Já foi dito muitas vezes, mas nunca é demais repetir o enorme marco histórico que foi esta legislatura. Lembro-me bem, no seu início, de participar em diversos debates televisivos, nos quais tinha de explicar o que resulta claro da Constituição: o Governo emana do Parlamento. Pela primeira vez, a esquerda entendia-se. Nunca mais seremos os mesmos, e ainda bem. As alternativas hipotéticas são hoje múltiplas, acabou a fatalidade do centro e se todos os partidos têm (de facto) a mesma dignidade, todas as correntes de pensamento democráticas representadas no Parlamento podem aspirar a fazer parte dos destinos da governação.
A primeira iniciativa legislativa que o PS apresentou foi a revogação do ataque que a direita fizera, à última hora, à lei da interrupção voluntária da gravidez (IVG), o qual atiraria, quase dez anos depois, as mulheres para o pesadelo do aborto clandestino. Começou, aí, a certeza de que esta direita que se diz liberal, mas que é bafienta e feroz no que toca aos direitos individuais, não tinha tido um momento infeliz, antes se reforçara com tropa ultramontana, devidamente acarinhada por uma certa imprensa. Resistiu à devolução da dignidade às mulheres, mas felizmente a maioria de esquerda repôs a normalidade de uma lei que, dez anos passados, resultou em menos interrupções de gravidezes, mais e mais acesso a consultas de planeamento familiar e no fim do pesadelo da morte das mulheres.

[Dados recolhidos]
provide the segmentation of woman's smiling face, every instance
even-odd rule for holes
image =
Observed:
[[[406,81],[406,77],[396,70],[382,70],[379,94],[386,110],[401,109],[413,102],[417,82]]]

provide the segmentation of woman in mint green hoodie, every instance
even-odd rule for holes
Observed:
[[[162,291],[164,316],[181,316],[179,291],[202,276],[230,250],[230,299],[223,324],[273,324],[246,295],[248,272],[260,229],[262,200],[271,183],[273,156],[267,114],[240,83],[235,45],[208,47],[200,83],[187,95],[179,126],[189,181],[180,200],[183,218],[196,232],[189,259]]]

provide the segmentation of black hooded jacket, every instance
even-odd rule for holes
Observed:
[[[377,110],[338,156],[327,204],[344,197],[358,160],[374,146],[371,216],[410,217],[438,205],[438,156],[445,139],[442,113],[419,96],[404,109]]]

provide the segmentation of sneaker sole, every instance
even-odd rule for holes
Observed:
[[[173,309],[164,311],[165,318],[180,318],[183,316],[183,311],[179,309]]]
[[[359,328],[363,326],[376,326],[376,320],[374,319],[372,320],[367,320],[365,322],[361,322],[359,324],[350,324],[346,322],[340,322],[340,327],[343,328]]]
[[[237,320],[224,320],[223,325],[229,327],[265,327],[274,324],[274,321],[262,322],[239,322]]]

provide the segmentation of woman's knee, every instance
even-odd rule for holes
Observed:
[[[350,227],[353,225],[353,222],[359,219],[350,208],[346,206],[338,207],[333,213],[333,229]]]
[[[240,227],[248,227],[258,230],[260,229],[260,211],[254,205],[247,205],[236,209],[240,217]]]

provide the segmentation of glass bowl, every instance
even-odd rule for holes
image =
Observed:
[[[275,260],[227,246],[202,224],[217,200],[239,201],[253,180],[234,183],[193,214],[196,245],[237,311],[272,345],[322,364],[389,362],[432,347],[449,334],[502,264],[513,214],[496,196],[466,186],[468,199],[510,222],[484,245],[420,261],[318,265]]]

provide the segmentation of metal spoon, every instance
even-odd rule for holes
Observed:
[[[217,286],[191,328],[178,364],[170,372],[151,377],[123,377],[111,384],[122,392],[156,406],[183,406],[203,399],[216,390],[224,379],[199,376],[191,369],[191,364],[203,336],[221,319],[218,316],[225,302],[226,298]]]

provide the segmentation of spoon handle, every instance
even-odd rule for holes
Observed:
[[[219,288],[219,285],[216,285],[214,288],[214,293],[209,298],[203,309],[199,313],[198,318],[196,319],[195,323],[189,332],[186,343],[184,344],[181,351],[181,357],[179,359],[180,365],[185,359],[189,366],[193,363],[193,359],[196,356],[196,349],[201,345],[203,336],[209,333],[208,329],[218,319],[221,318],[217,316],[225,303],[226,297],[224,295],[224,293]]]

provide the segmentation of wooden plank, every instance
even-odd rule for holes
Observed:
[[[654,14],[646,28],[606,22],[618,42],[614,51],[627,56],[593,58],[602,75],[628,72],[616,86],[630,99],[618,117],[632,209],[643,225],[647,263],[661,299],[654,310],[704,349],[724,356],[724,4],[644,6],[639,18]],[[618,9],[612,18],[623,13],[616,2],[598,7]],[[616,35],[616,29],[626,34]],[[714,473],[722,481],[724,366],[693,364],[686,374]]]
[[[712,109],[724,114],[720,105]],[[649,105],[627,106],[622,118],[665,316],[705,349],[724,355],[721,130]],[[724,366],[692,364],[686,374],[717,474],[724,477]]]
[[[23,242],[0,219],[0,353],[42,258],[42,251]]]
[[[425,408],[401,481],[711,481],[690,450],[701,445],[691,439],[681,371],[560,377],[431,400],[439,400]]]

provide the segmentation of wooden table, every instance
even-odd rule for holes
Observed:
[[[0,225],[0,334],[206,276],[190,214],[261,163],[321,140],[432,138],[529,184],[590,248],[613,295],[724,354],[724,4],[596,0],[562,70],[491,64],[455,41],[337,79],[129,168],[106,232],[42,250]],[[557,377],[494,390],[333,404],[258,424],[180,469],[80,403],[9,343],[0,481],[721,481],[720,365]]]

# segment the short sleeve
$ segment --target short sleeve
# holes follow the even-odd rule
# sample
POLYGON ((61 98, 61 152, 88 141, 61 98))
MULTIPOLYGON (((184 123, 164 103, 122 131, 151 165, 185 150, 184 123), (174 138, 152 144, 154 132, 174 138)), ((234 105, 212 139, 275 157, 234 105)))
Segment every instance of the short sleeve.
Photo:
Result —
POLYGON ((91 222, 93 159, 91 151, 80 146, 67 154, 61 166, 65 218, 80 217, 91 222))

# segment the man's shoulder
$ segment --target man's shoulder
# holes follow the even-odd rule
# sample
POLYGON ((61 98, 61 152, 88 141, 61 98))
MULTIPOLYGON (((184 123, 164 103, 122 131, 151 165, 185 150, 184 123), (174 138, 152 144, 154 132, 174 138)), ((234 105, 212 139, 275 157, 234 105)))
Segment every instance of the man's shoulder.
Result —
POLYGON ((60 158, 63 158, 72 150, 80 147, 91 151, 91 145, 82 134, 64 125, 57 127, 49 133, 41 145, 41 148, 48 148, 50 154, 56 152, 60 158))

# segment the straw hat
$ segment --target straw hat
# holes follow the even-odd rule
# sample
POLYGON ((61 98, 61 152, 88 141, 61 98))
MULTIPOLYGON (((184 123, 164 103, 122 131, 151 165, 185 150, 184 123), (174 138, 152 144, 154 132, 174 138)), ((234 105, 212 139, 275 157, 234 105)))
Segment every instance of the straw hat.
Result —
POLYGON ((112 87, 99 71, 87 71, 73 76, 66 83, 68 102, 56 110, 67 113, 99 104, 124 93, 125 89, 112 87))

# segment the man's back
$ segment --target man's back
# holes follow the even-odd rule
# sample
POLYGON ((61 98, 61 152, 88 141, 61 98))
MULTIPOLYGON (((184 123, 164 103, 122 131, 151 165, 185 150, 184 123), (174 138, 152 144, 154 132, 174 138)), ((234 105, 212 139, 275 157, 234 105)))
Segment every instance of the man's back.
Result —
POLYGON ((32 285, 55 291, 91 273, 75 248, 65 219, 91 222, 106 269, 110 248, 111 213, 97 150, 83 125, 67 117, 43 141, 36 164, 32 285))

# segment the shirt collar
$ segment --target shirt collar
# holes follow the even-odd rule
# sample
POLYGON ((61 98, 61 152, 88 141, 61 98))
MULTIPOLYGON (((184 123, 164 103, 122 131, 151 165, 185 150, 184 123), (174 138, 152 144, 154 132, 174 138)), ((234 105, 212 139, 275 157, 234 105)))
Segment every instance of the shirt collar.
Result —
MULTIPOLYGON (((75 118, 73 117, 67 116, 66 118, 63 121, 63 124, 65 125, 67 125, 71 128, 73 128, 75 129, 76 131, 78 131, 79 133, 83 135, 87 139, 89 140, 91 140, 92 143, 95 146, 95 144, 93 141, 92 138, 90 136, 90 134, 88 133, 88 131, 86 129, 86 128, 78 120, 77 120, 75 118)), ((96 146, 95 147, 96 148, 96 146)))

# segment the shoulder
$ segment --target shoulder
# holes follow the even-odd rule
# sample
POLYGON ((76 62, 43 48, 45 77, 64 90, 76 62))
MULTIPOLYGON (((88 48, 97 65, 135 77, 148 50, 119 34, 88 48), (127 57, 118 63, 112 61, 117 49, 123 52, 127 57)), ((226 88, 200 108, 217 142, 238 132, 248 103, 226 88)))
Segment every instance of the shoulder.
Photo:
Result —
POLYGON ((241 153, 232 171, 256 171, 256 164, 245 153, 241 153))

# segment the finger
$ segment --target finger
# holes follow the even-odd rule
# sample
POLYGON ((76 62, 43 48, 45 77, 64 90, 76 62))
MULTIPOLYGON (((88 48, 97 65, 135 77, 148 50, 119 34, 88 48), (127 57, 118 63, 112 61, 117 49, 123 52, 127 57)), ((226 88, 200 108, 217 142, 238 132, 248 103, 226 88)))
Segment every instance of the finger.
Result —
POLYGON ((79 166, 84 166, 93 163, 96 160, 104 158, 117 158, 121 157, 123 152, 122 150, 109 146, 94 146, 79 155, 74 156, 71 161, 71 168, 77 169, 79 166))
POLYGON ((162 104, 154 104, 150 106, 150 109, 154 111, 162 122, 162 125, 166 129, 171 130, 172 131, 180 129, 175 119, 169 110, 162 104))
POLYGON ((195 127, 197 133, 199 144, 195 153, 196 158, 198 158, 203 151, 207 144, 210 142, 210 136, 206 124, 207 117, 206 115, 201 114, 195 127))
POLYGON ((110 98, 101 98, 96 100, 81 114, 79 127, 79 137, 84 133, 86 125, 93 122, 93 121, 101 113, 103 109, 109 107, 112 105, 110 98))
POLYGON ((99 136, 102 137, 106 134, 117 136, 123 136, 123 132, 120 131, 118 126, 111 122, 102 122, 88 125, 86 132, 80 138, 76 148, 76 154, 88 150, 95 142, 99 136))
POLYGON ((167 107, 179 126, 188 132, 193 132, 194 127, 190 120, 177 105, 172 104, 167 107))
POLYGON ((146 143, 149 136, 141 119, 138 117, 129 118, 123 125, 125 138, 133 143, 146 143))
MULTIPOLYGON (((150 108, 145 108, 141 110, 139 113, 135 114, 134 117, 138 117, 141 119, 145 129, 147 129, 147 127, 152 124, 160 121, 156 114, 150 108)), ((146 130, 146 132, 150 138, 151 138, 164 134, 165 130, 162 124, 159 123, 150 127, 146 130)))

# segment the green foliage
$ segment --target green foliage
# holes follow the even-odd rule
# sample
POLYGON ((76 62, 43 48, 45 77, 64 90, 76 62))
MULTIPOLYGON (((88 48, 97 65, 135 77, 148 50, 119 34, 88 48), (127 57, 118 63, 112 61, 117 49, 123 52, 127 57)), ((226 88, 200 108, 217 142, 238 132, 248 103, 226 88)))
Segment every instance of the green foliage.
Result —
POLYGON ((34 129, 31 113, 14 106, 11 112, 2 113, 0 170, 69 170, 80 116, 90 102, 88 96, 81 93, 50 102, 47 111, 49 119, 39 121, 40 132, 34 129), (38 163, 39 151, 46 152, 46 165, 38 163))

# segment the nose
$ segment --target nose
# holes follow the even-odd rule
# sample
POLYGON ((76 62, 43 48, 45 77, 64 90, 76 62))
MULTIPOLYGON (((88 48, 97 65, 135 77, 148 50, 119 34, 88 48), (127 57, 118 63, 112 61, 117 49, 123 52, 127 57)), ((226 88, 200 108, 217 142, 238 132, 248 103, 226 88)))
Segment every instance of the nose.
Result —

→ **O QUE FAZER**
Prossiga o texto sobre a legislatura e a lei da interrupção voluntária da gravidez a partir da sua última frase.

→ **RESULTADO DO EXERCÍCIO**
Com o PS no Governo foi possível, assim, construir uma sociedade mais justa e inclusiva, do ponto de vista das políticas económicas e sociais – com contas certas – ao mesmo tempo que se removeram obstáculos legais incompreensíveis do ponto de vista científico e constitucional à felicidade de adultos e crianças.
Nunca aceitamos o discurso da “hierarquia dos problemas”, como se políticas como o aumento anual das pensões, das prestações sociais, do abono de família ou a proibição das penhoras de casa de morada de família pelo fisco fossem incompatíveis com o fim da discriminação no acesso à adoção por casais do mesmo sexo, o reconhecimento da autodeterminação das pessoas transexuais e o alargamento das técnicas de procriação medicamente assistida a todas as mulheres, independentemente do seu estado civil ou da sua orientação sexual.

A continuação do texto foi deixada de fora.